** Opening PASSAGE block **

Every nova embed / nova embed-dist run is driven by a YAML config. This page documents every key, its default, and when you'd change it.

Example config (configs/embedder/example.yaml):

source:
  type: huggingface
  dataset_name: corag/kilt-corpus
  split: train
  text_template: "Title: {title}\n\nContents: {contents}"

dense_embedder:
  type: sentence_transformer
  model: intfloat/multilingual-e5-large
  trust_remote_code: true
  batch_size: 64
  dtype: bfloat16
  max_tokens: 256
  truncate: true

pipeline:
  chunk_size: 10000
  num_workers: 1
  flush_threshold: 50000

storage:
  type: s3
  bucket: qdrant--vectorforge
  prefix: corag--kilt-corpus/embed-multilingual-e5-large
  output_dir: /tmp/supernova

source:

Where to read rows from.

Key Default Notes
type required huggingface (file-level sharded parquet reader). huggingface_parquet is accepted as a legacy alias for the same source.
dataset_name required HF hub ID, e.g. corag/kilt-corpus.
config None HF dataset config name (for multi-config datasets).
split train HF split.
text_template None str.format(**row) template, e.g. "Title: {title}\n\n{contents}". Use this OR text_field, not both.
text_field None Single column name to use as text. Use when no template formatting is needed.
exclude_columns [] Columns to drop from the output parquet.
total_rows_override None Manual total-row count to use instead of the auto-detected one. Useful when the dataset's metadata reports a partial row count (e.g., HF's parquet-conversion sampling). Get the real total from the dataset's HF page ("Estimated number of rows") and paste it here.
path_filter auto-match by split Glob (or regex:<expr>, or list of either) over parquet paths. Useful for repos that mix splits or configs at different paths.
metadata_workers 4 Parallelism for the per-file footer fetches at init. Kept low by default to avoid bursting HF resolver rate limits when many ranks start simultaneously.
prefetch false Download each parquet to local disk before streaming. Eliminates per-batch HTTP range requests at the cost of a one-time sequential download — strongly recommended for multi-rank runs.
prefetch_dir /tmp/supernova_parquet Local directory for prefetched files.

How --num-jobs slices the dataset

When nova embed is invoked with --num-jobs N (which is what nova embed-dist does for each worker), the N ranks divide the full dataset evenly:

rank_offset = rank * ceil(dataset_total / num_jobs)
rank_limit  = min(ceil(dataset_total / num_jobs), dataset_total - rank_offset)

Worker logs will print a line like:

Job 5/10: offset=500000 limit=100000 (dataset_total=1000000)

which makes the slicing auditable at a glance.

How it works

The source lists the dataset's parquet files on the Hub, reads each file's parquet footer for row counts, and maps (offset, limit) to a contiguous file range — yielding rows by reading those files directly. Init cost: one HF list-repo call + parallel footer reads (~3-10s for ~1000 files). Per-rank streaming cost: O(1) jump to the right file, then sequential read.

For multi-rank runs, set prefetch: true so each worker downloads its assigned files to local disk once instead of issuing per-batch HTTP range requests.


dense_embedder:

How to produce dense embeddings.

Common keys

Key Default Notes
type required sentence_transformer or openai.

** Closing PASSAGE block **
** Opening SUPPLIED INFORMATION block **

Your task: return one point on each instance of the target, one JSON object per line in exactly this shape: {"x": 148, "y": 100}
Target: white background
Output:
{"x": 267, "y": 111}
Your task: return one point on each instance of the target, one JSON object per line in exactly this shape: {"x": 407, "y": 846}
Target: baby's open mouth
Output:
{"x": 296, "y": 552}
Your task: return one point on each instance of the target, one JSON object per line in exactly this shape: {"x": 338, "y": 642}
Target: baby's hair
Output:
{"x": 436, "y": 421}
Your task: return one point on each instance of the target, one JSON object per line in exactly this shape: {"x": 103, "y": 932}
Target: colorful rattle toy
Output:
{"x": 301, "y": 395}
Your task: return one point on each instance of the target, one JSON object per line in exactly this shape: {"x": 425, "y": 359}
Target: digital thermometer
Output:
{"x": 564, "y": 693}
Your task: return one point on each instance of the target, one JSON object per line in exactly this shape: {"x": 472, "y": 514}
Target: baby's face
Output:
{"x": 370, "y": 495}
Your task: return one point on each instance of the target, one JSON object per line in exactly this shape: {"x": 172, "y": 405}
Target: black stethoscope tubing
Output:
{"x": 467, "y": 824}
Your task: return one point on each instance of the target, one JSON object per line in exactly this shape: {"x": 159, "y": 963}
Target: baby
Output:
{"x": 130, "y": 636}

** Closing SUPPLIED INFORMATION block **

> [WHAT YOU NEED TO DO]:
1. Please write out the YAML config reference text between "text_template None str.format(**row)" and "at different paths.", inclusive.
2. Carry on the YAML config reference from its last line.
The records have no role in this work.

> [RESULTS OF THE EXERCISE]:
1.
text_template None str.format(**row) template, e.g. "Title: {title}\n\n{contents}". Use this OR text_field, not both.
text_field None Single column name to use as text. Use when no template formatting is needed.
exclude_columns [] Columns to drop from the output parquet.
total_rows_override None Manual total-row count to use instead of the auto-detected one. Useful when the dataset's metadata reports a partial row count (e.g., HF's parquet-conversion sampling). Get the real total from the dataset's HF page ("Estimated number of rows") and paste it here.
path_filter auto-match by split Glob (or regex:<expr>, or list of either) over parquet paths. Useful for repos that mix splits or configs at different paths.

2.
model required HF model ID (ST) or model name (OpenAI).
batch_size 32 (ST) Records per forward pass. Bigger = better GPU utilization up to a memory ceiling.
dtype float32 float32, float16, or bfloat16. Use bfloat16 on modern GPUs (A10G+) for 2x memory savings with no quality loss.

sentence_transformer-specific

Key Default Notes
trust_remote_code false Required for some HF models (e.g. GTE, Alibaba-NLP).
device auto-detect cuda, mps, cpu. Leave unset unless debugging.
max_tokens model default Override the model's max_seq_length. Lower = faster, less semantic coverage.
truncate false If true, long docs get truncated at max_tokens (one embedding per doc). If false, long docs get split into pieces and each piece is embedded separately (multiple records per source row).

Truncate vs. split behavior

  • truncate: false (default): a 2000-token doc with max_tokens=512 becomes 4 records, each with its own 512-token embedding. Preserves full semantic coverage. Longer runtime.
  • truncate: true: same doc becomes 1 record with an embedding of just the first 512 tokens. Faster, loses content past the cutoff. Good for retrieval on short-context models.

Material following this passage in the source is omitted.